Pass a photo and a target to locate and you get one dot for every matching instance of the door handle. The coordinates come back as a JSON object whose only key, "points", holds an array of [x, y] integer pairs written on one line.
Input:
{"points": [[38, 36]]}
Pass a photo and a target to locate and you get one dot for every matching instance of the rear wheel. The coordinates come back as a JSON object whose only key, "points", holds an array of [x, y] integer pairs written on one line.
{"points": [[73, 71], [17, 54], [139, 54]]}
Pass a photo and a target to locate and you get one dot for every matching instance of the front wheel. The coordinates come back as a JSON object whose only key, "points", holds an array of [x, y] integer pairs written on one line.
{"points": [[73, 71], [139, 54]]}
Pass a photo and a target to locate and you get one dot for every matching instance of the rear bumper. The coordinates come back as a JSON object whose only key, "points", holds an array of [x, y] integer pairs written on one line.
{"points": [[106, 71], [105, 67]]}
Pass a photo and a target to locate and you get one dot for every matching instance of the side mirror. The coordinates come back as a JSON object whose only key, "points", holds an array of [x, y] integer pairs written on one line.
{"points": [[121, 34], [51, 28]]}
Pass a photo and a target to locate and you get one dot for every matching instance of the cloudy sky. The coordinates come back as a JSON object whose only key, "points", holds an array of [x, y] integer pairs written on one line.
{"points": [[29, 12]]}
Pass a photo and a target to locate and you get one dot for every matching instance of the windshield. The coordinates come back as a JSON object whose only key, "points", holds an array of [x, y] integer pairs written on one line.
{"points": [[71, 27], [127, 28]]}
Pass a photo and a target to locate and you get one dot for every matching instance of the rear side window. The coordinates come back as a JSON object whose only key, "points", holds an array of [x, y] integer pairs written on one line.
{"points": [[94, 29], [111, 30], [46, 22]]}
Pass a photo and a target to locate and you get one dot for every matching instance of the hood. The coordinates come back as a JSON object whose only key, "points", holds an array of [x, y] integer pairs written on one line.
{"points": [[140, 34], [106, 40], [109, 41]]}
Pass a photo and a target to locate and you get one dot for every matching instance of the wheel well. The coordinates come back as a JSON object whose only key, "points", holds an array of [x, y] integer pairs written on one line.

--------

Copy out the entire listing again, word for word.

RESULT OF THIS EXERCISE
Pass a photo and a target to locate and you get one dot for every matching instance of the door handle. The coordinates come back as a JSON object whose only key, "points", holds an array of [x, y] integer pairs written on one line.
Input:
{"points": [[38, 36]]}
Pass a photo and a target to locate and you get one dot for every matching instance of the rear wheel. The coordinates come back as a JSON object whose only key, "points", holds an array of [x, y] integer pairs written on one line.
{"points": [[73, 71], [17, 54], [139, 54]]}
Pass a photo and a target to locate and you get one dot for every matching instance of the front wheel. The coordinates come back as a JSON object whose only key, "points", holds an array of [x, y] integer pairs written on one line.
{"points": [[73, 71], [139, 54]]}
Pass a photo and a target to locate and you get one dot for every matching instance of the rear bumper. The coordinates come back as a JSON object whose only key, "points", holds an array of [x, y] integer pairs written on one line.
{"points": [[106, 71], [105, 67]]}
Pass a photo and a target to locate and you get one dot for every matching instance of the side mirror. The coordinates come back as a JSON object whose only key, "points", holds an array of [x, y] integer pairs written on one line.
{"points": [[121, 34], [51, 28]]}
Pass a photo and a target to locate and you get one dot for every matching instance of the cloudy sky. The coordinates come back as a JSON object whose only key, "points", holds an array of [x, y] integer pairs written on one line.
{"points": [[29, 12]]}
Pass a photo and a target to locate and you get one dot for every matching instance of the windshield. The coordinates come back as a JSON object whose only key, "points", holds an array of [x, y] integer pairs written on one line.
{"points": [[71, 27], [127, 28]]}
Pass a photo and a target to locate and you get one dot for every matching instance of the rear side window. The coordinates come back as a JSON object whose only key, "points", holds an array of [x, y] integer pairs written on one line.
{"points": [[94, 29], [111, 30], [46, 22]]}
Pass a photo and a target to locate and you get one dot for every matching instance of the hood. The coordinates come back as a JSON object whose only key, "points", holds an array of [x, y] integer pairs written on one line.
{"points": [[140, 34], [106, 40], [109, 41]]}
Pass a photo and a target to locate and you get one dot for every matching instance of the wheel well. The coordinates come back as a JSON object whose only key, "points", holds an array of [x, y] integer pairs written on one line.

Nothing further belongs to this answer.